• Directions for this task: In the records below, copy everything from the line containing "hinge for the incident report." down to the final line, switching "utility pole" to "power pole" and keeping all else unchanged.
>> start Given data
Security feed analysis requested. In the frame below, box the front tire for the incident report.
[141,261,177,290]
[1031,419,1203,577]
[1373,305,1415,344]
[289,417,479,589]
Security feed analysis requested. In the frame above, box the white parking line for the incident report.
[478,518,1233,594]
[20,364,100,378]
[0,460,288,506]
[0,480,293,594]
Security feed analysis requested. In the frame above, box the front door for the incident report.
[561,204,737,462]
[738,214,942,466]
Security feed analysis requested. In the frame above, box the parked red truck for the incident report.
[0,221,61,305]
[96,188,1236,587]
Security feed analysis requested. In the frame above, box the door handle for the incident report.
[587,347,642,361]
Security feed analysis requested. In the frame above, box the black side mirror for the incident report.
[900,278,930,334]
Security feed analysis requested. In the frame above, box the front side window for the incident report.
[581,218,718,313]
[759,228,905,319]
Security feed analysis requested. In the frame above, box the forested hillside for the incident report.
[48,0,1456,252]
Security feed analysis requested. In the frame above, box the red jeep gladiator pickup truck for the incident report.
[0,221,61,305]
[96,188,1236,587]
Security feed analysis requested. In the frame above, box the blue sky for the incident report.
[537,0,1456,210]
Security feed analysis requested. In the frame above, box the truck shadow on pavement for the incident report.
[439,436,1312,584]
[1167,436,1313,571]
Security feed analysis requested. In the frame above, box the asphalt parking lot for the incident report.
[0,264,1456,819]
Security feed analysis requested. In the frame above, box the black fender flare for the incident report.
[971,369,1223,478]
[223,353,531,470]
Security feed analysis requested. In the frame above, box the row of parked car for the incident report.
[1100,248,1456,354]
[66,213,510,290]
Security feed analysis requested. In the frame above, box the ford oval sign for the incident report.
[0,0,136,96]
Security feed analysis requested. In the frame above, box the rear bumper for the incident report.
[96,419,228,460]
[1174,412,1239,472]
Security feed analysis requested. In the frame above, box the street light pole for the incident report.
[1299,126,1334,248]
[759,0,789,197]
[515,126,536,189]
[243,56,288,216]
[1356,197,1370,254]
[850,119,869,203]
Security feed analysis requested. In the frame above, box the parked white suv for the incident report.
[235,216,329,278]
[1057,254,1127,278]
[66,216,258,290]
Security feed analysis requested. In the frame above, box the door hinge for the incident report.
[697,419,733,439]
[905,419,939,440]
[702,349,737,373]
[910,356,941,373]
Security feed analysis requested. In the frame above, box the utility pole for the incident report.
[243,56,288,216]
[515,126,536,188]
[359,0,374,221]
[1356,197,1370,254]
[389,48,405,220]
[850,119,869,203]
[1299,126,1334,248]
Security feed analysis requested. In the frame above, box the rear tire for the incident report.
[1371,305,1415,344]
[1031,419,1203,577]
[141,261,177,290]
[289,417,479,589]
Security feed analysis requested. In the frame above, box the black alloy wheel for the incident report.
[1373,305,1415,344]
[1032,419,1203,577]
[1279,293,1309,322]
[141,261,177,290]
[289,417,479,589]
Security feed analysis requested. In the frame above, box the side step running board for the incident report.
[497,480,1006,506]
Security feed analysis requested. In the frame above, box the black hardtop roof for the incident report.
>> end Given data
• Answer to this problem:
Security feed analysis requested. In the frame above, box the door hinge for the incident report.
[697,419,733,439]
[905,419,939,440]
[702,349,737,373]
[910,356,941,373]
Security feed analysis requested. In the frame above, box the power pole for the incident report.
[243,56,288,216]
[515,126,536,188]
[359,0,374,221]
[1356,197,1370,254]
[389,48,405,220]
[850,119,869,203]
[1299,126,1334,248]
Security feed analysis requested. In the frame above, box the rear tire for the incident report.
[1371,305,1415,344]
[1031,419,1203,577]
[141,261,177,290]
[289,417,479,589]
Security feed analysis requested. In the frame above, box the black alloy wheel for the incident report.
[1373,305,1415,344]
[1032,419,1203,577]
[1279,293,1309,322]
[141,261,177,290]
[289,417,479,589]
Security feed analysis requested. In the frame above, box the side step running board for the incident report.
[497,480,1006,506]
Security feed analysis requested. In the frame above, box the black hardtop roof for the incident report.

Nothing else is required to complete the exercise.